◆ **Exercise text**:
○ ○ ○ ○
Outlandish details of RFK Jr's weekly calls revealed: 'Shirtless Russell Brand in bathtub'
U.S. Health and Human Services (HHS) Secretary Robert F. Kennedy Jr. attends a press conference with Texas Governor Greg Abbott (not pictured) at the State Capitol in Austin, Texas, U.S., August 28, 2025. REUTERS/Kaylee Greenlee

A new venture by the publisher of First Lady Melania Trump’s autobiography is giving fans of Health and Human Services Secretary Robert F. Kennedy’s Make America Healthy Again (MAHA) movement access to members of the president’s administration.

That, in turn, has led participants in the weekly “MAHA Action Media Hub” conference call to bizarre cameos from the movement's celebrities, including Centers for Medicare and Medicaid Services (CMS) Administrator Mehmet Oz, a “recurring star” on the call, as well as “a shirtless Russell Brand [who] calls in from what appears to be a bathtub," reports Margaret Manto of NOTUS.

As she reported on Tuesday, MAHA activist and Skyhorse Publishing head Tony Lyons’ nonprofit organization, MAHA Action, convenes a weekly Wednesday conference call where luminaries like Dr. Oz or actress Cheryl Hines, wife of RFK Jr., mingle and speak with self-styled experts on America’s health issues.

According to Manto, “The calls offer a fleeting glimpse into Kennedy’s world, a dizzying kaleidoscope where alternative health practitioners appear alongside the governor of West Virginia. On any given week, the administrator of the Centers for Medicare and Medicaid Services could speak for a few minutes before a shirtless Russell Brand calls in from what appears to be a bathtub, or a former member of The Pussycat Dolls argues that the COVID-19 vaccine destroyed her ability to dance.”
○ ○ ○ ○
◆ **Information shown**:
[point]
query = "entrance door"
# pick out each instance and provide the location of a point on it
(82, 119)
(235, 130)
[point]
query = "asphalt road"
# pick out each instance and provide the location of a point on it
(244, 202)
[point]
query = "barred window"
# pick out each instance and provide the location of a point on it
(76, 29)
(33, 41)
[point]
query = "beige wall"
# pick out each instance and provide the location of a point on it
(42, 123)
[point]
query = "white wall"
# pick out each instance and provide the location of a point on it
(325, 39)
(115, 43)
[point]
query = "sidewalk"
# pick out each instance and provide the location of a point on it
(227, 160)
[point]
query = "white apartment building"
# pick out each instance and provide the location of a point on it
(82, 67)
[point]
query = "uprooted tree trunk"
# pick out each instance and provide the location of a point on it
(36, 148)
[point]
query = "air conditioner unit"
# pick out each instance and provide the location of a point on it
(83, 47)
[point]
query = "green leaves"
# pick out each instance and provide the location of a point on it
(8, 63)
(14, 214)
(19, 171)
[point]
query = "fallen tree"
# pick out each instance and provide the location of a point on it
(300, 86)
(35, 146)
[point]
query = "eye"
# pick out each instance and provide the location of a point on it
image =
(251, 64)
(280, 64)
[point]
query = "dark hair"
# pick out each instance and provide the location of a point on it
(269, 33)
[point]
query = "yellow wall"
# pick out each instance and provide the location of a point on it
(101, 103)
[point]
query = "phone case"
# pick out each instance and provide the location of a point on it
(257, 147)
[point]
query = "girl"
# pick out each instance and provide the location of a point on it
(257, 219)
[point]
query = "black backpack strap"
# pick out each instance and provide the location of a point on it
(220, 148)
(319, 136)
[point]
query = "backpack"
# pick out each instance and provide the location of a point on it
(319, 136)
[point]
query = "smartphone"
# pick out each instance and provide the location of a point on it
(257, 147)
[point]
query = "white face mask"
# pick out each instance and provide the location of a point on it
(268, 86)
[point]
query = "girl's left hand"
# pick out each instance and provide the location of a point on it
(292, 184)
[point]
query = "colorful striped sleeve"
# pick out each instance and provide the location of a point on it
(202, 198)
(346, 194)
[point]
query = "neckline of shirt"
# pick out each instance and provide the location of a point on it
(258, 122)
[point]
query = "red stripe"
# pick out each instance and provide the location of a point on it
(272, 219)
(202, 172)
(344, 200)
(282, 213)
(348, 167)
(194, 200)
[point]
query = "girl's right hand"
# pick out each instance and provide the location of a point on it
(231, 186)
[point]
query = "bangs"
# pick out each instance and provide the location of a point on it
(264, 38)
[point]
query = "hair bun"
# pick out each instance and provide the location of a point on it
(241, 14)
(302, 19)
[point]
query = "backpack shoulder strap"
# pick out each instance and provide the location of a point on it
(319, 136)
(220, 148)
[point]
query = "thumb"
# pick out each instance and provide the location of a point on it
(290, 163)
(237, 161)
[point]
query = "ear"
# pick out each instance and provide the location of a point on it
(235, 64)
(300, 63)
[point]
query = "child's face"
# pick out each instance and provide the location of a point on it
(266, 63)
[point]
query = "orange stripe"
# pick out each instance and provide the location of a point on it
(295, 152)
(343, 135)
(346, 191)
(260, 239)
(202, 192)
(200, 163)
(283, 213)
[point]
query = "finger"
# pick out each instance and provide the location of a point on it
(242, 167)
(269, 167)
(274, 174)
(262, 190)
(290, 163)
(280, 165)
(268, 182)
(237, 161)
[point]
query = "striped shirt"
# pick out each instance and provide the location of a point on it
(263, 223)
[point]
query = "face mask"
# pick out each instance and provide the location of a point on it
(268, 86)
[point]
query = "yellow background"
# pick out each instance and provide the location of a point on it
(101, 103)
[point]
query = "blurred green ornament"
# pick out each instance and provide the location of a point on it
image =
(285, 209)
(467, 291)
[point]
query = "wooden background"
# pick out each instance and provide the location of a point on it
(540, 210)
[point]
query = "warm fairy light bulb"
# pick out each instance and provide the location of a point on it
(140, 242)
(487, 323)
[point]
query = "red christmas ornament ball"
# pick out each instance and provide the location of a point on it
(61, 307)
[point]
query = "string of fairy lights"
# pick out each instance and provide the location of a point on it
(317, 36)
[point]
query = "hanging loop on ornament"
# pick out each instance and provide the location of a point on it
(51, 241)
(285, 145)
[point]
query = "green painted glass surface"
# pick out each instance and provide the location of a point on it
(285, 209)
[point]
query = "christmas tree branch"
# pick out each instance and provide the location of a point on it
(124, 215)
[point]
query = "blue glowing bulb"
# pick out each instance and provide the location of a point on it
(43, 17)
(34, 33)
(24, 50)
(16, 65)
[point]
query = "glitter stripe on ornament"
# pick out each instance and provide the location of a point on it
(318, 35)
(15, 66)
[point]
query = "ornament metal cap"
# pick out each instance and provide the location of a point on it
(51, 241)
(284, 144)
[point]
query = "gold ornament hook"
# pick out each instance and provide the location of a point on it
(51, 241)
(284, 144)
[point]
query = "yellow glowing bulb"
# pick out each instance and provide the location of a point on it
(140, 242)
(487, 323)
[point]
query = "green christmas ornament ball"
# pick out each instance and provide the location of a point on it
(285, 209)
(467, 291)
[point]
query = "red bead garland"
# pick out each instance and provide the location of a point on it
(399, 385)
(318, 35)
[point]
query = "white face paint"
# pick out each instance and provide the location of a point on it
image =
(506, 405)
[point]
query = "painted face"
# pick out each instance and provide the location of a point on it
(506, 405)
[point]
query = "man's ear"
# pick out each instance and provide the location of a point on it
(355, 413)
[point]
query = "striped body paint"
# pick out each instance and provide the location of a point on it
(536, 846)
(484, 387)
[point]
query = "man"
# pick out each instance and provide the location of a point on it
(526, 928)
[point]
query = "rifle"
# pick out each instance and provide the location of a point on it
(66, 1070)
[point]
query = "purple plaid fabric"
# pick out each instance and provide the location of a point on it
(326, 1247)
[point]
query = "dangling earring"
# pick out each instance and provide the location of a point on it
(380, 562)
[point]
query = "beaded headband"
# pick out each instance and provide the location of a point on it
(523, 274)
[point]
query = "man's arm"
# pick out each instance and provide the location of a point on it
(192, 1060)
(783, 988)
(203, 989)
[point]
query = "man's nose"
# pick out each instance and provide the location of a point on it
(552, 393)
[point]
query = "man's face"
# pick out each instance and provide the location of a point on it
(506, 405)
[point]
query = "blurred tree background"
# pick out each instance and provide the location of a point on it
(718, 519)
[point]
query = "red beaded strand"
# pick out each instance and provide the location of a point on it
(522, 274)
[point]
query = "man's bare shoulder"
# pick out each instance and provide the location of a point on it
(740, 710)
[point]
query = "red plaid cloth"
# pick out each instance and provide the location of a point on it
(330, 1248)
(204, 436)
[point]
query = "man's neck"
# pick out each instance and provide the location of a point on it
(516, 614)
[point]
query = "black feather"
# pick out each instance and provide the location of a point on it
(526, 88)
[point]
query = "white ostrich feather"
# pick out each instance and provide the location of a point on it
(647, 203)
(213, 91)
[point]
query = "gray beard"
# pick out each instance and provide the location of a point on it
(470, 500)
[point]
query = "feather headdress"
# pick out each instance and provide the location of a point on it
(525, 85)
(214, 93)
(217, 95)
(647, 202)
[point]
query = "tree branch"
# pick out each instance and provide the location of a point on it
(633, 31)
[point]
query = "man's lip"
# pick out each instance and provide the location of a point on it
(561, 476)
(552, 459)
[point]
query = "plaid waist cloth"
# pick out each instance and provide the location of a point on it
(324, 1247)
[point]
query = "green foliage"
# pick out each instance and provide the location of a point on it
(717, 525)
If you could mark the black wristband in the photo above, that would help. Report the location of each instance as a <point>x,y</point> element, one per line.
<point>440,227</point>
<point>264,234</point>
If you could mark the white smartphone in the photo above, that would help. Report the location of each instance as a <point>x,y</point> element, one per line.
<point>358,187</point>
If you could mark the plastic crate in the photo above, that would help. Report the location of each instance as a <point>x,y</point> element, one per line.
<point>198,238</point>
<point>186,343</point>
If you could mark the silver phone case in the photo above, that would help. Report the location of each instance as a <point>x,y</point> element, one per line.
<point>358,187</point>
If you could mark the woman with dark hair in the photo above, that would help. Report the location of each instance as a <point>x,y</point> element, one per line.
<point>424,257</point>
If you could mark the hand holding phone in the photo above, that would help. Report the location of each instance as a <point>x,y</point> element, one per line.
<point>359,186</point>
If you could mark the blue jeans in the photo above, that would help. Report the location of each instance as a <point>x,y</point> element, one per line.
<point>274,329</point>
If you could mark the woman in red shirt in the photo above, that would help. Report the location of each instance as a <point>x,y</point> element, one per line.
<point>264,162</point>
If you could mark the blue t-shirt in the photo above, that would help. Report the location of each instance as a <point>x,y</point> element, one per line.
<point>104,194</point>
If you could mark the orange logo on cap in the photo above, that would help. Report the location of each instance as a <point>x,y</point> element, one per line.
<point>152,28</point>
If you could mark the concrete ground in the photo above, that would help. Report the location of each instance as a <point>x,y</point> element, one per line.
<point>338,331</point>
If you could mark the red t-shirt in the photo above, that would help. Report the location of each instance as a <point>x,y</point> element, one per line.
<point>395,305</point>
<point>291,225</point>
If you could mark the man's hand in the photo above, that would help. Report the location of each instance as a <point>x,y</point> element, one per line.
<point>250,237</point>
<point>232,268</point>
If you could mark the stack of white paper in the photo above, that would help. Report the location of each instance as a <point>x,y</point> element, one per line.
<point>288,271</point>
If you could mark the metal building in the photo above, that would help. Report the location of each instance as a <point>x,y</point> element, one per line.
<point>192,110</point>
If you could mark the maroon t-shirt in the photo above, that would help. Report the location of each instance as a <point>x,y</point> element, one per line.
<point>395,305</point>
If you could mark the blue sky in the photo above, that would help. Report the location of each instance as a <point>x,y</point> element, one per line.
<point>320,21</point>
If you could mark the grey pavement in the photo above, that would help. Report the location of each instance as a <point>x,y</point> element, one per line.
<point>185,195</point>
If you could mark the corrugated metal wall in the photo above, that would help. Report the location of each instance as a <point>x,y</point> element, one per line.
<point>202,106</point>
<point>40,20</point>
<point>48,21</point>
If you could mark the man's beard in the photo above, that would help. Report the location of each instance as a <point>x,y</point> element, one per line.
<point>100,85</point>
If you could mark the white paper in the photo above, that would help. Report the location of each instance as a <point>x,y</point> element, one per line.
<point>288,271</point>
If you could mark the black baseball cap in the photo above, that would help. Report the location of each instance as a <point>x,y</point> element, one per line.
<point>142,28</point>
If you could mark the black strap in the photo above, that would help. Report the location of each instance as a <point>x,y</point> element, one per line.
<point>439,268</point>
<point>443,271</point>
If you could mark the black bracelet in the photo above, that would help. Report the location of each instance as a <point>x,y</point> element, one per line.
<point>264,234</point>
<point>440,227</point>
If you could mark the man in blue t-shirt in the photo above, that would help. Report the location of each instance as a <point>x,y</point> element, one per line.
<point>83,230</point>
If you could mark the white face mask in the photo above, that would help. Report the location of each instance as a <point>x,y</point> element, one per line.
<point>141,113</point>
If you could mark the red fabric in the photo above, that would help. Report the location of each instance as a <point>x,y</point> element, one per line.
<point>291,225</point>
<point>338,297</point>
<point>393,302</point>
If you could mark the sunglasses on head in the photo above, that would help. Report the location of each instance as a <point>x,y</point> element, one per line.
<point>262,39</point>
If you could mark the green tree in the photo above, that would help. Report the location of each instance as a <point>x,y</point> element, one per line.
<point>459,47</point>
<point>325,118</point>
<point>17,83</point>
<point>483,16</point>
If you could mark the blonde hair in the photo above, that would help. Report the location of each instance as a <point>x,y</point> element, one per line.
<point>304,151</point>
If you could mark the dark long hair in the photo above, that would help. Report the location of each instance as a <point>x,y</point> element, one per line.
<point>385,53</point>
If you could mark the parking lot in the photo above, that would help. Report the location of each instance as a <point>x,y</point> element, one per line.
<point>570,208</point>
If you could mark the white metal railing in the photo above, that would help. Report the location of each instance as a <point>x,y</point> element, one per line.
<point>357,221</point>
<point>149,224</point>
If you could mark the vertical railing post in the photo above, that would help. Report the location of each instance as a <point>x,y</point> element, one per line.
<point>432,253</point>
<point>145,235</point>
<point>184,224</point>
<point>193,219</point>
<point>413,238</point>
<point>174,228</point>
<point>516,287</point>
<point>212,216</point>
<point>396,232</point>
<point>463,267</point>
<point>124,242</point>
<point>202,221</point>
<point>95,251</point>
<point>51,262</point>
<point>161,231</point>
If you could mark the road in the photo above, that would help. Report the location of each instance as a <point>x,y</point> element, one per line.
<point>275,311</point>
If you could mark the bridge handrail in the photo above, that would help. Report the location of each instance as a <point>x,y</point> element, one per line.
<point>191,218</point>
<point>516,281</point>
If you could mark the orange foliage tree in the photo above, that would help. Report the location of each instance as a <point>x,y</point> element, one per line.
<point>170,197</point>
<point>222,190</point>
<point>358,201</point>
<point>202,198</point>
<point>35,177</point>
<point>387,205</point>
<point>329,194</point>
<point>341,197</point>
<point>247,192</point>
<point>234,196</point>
○ ○ ○ ○
◆ **Exercise objective**: From the article on RFK Jr.'s weekly calls, list each abbreviation that appears in parentheses, with the full name it stands for.

◆ **Task result**:
- HHS: Health and Human Services
- MAHA: Make America Healthy Again
- CMS: Centers for Medicare and Medicaid Services